* SUPPLIED DATA *
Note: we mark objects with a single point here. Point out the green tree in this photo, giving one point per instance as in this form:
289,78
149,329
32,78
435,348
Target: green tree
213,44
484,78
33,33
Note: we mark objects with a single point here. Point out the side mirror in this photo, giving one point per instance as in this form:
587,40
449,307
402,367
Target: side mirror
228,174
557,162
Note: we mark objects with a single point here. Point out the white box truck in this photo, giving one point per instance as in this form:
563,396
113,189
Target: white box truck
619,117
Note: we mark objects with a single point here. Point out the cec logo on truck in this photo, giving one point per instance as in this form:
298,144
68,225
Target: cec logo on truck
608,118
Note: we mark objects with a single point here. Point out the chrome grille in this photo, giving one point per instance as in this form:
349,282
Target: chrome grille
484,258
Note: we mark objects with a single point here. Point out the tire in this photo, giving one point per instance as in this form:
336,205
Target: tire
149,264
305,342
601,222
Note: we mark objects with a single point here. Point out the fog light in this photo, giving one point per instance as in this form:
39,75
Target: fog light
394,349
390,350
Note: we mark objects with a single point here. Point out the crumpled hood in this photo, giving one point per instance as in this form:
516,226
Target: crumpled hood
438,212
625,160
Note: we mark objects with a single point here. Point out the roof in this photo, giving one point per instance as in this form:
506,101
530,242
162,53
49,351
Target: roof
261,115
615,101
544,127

* WORK TO BE COMPLETED *
Quote all of the data above word for word, keeping every line and number unchanged.

* SOLUTION FOR THIS TASK *
Note: we mark objects with a single point here. Point out the green tree in this photo, giving one point per instance as in this form:
289,78
149,329
32,78
435,348
Target: green tree
213,44
484,78
33,33
Note: we mark objects with a single point here. Point out the side mirror in this photo, giving one point per instance as in this form:
587,40
449,307
402,367
Target: side mirror
228,174
557,162
Note: we mark objects with a single point here. Point out the white box truck in this photo, giving one point per instance as in this form:
563,396
113,189
Target: white box truck
619,117
Note: we mark objects with a single point here. Point out the cec logo on truck in this photo, giving one point per instance as in this form:
298,144
68,225
Target: cec logo on truck
608,118
Note: we mark objects with a single point here. Point out the chrome grille in this photo, giving one point per instance as in this form:
349,282
Target: chrome grille
484,258
Note: we mark objects with a single point here. Point out the tire in this photo, giving one point per instance as in this form:
336,205
Target: tire
149,264
305,342
601,222
Note: we mark objects with a single point here. Point out the fog light in this photo, giving one point per instance as in this form:
39,75
Target: fog light
394,349
390,350
Note: we mark objects with a single point here. Point out the crumpled hood in this photo, giving one point per instance as in this form:
516,226
Target: crumpled hood
438,212
625,160
Note: we mark objects with a single point here. Point out the roof in this photo, giving one point per instance as in this form:
506,101
530,242
162,53
49,351
Target: roof
261,115
615,101
544,127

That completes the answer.